### [Things to do]
A. Answer these questions from the late-pregnancy post:
(i) How often are the writer's appointments?
(ii) Where has the writer turned for some idea of when to expect the baby?
(iii) At the appointments, what happens right after the writer checks in?
B. Quote the late-pregnancy post between "I am so close" and "out of here.", inclusive.

### [Selected text]
I am so close at this point, I can practically see the finish line. My appointments are every week, and every week I keep waiting for them to tell me; “You are in labour now!” and get this baby out of here.
Every inch of me is uncomfortable and the word misery has taken on a whole new meaning. If I had thought I was miserable before, the fact that comfort is nothing but a distant memory, everything is swollen, and the pressure bearing down on my pelvic bone is enough to make me think it is about to snap at any moment, makes every waking moment of my day unbearable.
I have turned to the pregnancy forums to get some idea of when I can expect my little one. Really, it is a luck of the draw. Some women go months early, others right on the dot, I am hoping she pops her head out tomorrow because I am ready and willing. At this point, I have accepted that whatever isn’t done, won’t be before she gets here because getting myself to do anything is near impossible.
I am waiting for this ‘nesting’ phase to kick in, but my discomfort may be overriding it. I do little things, but soon my swollen feet start to throb and the little kickboxer starts using my ribs as a punching bag and I throw in the towel.
So far, all my appointments have pretty much been routine. I check in, get weighed, then get moved into the room. They ask me about new symptoms. Then I am laid out so my stomach can be measured, they check my blood pressure, and then they let me listen to baby’s heart. After all this is done, the doctor answers any of my questions and off I go.

### [Entries provided]
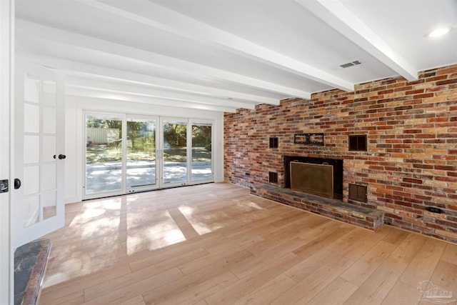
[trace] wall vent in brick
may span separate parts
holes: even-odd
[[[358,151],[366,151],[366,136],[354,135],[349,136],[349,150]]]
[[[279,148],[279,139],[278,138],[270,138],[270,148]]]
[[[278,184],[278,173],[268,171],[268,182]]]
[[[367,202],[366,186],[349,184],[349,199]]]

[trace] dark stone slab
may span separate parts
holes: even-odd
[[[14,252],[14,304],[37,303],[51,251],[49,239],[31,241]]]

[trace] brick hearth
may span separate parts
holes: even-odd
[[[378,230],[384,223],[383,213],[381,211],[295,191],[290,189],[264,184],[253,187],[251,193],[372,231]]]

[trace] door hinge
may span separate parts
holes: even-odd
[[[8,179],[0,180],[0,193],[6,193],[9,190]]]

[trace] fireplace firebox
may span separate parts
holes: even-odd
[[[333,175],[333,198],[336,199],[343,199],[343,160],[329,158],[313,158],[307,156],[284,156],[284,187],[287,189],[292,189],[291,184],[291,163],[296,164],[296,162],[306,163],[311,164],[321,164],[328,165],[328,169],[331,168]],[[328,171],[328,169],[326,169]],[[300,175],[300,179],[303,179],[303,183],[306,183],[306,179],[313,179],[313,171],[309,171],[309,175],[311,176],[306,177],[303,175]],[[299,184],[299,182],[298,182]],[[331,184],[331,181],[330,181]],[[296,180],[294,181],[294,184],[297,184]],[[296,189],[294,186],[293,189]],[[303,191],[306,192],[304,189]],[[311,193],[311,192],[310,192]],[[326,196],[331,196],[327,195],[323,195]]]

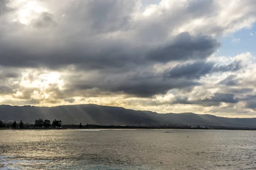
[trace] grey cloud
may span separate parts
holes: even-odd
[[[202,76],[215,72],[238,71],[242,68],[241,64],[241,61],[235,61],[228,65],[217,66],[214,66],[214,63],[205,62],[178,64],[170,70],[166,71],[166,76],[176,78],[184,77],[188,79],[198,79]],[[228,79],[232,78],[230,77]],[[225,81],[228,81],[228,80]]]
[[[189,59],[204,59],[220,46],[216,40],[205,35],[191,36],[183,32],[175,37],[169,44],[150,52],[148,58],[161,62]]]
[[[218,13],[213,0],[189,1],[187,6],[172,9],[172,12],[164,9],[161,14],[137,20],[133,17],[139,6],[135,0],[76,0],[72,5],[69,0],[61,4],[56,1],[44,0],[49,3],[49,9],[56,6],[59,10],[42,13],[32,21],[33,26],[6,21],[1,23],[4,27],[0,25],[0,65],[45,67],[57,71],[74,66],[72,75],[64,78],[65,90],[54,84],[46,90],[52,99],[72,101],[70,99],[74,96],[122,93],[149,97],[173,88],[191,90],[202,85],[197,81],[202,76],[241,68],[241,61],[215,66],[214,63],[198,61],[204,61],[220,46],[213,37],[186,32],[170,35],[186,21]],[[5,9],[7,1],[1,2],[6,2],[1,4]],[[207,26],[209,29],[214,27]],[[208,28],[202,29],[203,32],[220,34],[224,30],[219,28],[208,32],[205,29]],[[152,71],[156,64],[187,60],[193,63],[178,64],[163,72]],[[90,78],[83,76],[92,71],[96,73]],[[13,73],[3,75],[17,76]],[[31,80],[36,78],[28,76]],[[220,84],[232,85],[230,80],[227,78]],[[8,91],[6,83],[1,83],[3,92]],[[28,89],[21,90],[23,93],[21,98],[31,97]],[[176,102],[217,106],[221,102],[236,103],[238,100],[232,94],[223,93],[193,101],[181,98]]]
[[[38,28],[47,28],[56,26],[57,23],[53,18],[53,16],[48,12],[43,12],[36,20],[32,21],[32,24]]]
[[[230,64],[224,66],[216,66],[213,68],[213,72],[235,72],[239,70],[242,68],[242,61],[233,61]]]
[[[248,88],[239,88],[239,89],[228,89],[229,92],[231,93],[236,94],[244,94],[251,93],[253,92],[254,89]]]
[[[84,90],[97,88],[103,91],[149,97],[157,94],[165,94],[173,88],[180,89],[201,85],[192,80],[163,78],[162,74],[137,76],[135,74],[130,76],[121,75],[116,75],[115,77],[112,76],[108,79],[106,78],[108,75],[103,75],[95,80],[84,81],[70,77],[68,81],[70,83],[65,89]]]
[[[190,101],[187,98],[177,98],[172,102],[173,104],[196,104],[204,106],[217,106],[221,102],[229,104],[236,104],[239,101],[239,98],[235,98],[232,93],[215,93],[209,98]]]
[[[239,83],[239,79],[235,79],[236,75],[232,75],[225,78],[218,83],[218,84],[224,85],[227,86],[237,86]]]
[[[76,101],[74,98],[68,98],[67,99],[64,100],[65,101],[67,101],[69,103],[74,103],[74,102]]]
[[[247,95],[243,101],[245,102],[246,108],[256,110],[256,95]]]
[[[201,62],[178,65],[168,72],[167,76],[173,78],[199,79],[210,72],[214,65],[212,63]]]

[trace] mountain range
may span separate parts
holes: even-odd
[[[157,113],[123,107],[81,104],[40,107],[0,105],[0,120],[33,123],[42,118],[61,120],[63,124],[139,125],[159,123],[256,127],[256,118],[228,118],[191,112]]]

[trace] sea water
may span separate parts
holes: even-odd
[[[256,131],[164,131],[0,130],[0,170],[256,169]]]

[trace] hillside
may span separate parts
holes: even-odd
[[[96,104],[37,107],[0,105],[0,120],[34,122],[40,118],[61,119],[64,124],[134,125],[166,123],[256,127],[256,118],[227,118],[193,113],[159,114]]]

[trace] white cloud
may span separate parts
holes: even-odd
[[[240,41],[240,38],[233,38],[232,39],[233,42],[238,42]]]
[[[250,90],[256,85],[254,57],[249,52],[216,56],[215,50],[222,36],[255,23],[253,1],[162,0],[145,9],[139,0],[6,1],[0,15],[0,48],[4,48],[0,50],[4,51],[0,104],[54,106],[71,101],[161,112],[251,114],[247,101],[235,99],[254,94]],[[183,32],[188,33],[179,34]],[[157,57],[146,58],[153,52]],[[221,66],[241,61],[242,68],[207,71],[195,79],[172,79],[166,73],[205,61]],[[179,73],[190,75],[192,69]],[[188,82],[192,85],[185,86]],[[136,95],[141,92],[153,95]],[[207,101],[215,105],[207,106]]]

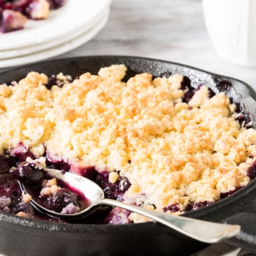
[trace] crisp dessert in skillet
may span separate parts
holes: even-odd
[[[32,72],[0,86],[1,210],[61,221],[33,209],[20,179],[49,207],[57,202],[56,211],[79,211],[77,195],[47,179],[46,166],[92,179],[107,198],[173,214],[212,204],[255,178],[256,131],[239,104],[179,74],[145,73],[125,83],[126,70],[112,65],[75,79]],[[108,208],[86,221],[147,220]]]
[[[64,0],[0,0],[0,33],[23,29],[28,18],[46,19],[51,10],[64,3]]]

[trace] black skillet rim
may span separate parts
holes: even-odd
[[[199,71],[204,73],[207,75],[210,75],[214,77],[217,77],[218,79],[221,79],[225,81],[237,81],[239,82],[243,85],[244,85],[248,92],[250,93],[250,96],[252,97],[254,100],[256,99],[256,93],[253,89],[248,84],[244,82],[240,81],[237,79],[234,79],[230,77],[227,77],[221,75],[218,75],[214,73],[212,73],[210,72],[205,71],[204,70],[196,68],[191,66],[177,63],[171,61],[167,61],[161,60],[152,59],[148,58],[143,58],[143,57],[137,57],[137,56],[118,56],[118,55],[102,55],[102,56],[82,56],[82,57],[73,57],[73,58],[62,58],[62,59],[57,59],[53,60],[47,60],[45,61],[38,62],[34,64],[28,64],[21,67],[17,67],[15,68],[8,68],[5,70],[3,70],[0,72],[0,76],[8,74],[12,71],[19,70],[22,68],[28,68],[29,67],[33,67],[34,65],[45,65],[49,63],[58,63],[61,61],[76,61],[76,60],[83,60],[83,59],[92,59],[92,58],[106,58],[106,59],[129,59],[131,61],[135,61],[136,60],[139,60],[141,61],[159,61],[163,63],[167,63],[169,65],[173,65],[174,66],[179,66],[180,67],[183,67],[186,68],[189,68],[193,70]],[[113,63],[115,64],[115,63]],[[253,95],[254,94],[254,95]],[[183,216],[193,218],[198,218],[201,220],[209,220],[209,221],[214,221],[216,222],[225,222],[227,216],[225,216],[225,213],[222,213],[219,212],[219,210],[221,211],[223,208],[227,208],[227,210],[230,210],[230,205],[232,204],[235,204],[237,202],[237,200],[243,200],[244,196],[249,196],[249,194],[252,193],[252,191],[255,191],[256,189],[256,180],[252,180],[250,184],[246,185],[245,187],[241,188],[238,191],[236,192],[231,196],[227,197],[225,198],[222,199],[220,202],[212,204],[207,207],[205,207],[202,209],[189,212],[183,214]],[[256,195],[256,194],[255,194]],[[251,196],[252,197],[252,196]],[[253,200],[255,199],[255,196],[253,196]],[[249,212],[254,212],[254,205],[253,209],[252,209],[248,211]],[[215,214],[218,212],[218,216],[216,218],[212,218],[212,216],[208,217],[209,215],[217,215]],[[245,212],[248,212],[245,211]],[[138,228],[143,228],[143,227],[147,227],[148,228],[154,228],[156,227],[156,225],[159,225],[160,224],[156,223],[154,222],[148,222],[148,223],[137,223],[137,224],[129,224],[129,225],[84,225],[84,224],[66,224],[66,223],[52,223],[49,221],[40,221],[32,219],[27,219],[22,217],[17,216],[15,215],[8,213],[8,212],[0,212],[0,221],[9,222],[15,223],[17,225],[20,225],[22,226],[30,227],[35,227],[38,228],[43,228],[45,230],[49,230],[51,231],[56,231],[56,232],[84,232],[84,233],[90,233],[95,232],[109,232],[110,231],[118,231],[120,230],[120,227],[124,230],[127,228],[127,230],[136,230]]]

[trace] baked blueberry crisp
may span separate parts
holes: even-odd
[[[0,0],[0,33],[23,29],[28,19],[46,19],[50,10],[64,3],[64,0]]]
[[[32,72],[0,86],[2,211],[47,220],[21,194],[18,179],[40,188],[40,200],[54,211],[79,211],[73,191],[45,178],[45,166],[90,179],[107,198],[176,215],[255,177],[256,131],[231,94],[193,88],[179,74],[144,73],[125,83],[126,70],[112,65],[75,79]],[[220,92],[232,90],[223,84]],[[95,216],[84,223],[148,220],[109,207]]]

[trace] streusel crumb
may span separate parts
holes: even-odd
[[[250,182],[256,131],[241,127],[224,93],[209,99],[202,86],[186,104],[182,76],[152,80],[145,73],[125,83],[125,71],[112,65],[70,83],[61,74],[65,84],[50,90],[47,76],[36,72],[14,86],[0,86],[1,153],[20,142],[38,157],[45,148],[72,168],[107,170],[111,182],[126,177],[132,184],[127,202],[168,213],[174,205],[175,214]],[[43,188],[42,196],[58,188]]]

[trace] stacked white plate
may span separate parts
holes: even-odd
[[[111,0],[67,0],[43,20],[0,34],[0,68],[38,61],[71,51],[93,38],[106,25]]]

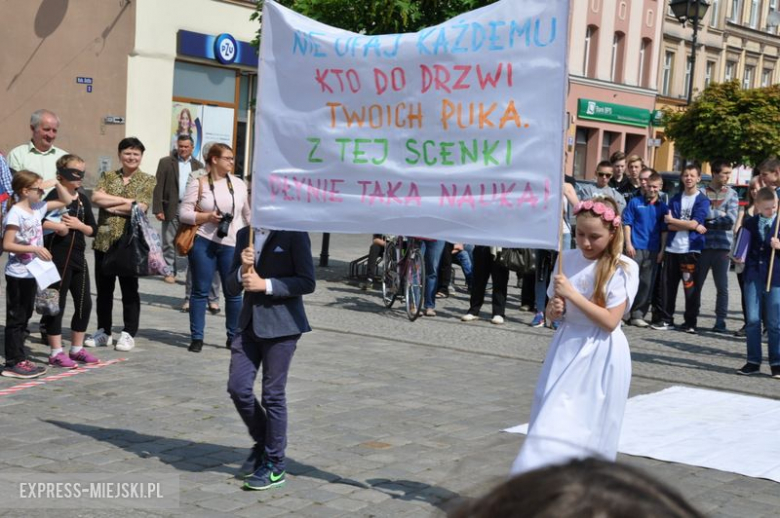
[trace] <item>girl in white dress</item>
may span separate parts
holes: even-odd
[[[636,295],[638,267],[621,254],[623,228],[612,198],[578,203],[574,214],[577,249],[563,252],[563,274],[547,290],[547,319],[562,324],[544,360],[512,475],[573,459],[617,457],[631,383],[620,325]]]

### [Set of answers]
A.
(i) Every week.
(ii) The pregnancy forums.
(iii) The writer gets weighed.

B.
I am so close at this point, I can practically see the finish line. My appointments are every week, and every week I keep waiting for them to tell me; “You are in labour now!” and get this baby out of here.